- _Study text_:
Emergency Nurses’ Perceptions of Opioid Use Disorder and Its Treatment in the Emergency Department


Objectives: To describe the knowledge and attitudes of emergency nurses regarding caring for patients with opioid use disorder in the emergency department.

Background: Many eligible patients with opioid use disorder do not receive available emergency department services for treatment and harm mitigation. While prior study examined contributing provider factors, little is known of nursing factors. This study describes knowledge and attitudes of emergency nurses regarding patients with opioid use disorder and their evidence-based treatment services in the emergency department setting.

Methods: Anonymous email surveys with novel and previously validated questions based on The Theory of Planned Behavior Framework were distributed to emergency department nurses at a large, urban tertiary-care hospital. Chi-Square and independent samples t-tests were used in analyses.

- _Brief 1_:
List the section labels that introduce paragraphs in the study text.
- _Brief 2_:
Answer these from the study text:
(a) What did prior study examine?
(b) Who received the surveys?
(c) Which two kinds of statistical tests were used in the analyses?
- _Brief 3_:
Please repeat the part of the study text starting with "Background: Many eligible" and going on through "emergency department setting.".

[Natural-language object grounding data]
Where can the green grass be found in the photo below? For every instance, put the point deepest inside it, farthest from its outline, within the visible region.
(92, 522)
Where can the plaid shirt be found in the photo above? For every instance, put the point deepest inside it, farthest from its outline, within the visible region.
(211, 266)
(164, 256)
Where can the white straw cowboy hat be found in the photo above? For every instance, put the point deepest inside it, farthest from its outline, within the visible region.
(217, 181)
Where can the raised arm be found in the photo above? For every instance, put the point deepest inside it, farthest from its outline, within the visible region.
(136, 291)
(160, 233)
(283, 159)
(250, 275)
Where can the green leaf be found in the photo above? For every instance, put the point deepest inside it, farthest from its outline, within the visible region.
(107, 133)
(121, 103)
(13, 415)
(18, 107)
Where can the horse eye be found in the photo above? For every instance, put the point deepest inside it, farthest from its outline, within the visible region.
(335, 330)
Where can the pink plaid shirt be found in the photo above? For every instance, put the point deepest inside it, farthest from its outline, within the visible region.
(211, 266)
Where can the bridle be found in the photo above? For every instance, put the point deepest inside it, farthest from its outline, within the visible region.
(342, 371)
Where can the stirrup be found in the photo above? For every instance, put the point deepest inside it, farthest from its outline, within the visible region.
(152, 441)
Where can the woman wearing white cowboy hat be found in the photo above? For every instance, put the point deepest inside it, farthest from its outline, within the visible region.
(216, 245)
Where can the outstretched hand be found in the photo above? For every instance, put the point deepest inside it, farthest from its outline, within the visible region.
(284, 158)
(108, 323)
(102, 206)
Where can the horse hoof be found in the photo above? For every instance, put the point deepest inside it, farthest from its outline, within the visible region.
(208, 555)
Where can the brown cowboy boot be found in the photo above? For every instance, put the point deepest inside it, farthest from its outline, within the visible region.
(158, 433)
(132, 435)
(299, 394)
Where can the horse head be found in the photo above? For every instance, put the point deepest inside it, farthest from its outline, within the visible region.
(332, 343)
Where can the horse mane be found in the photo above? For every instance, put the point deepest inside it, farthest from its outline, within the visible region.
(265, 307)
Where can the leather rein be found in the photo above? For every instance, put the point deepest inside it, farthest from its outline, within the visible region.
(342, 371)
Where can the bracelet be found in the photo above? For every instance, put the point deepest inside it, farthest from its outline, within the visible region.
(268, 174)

- _Answer area 1_:
Objectives, Background, Methods

- _Answer area 2_:
(a) Contributing provider factors.
(b) Emergency department nurses at a large, urban tertiary-care hospital.
(c) Chi-Square and independent samples t-tests.

- _Answer area 3_:
Background: Many eligible patients with opioid use disorder do not receive available emergency department services for treatment and harm mitigation. While prior study examined contributing provider factors, little is known of nursing factors. This study describes knowledge and attitudes of emergency nurses regarding patients with opioid use disorder and their evidence-based treatment services in the emergency department setting.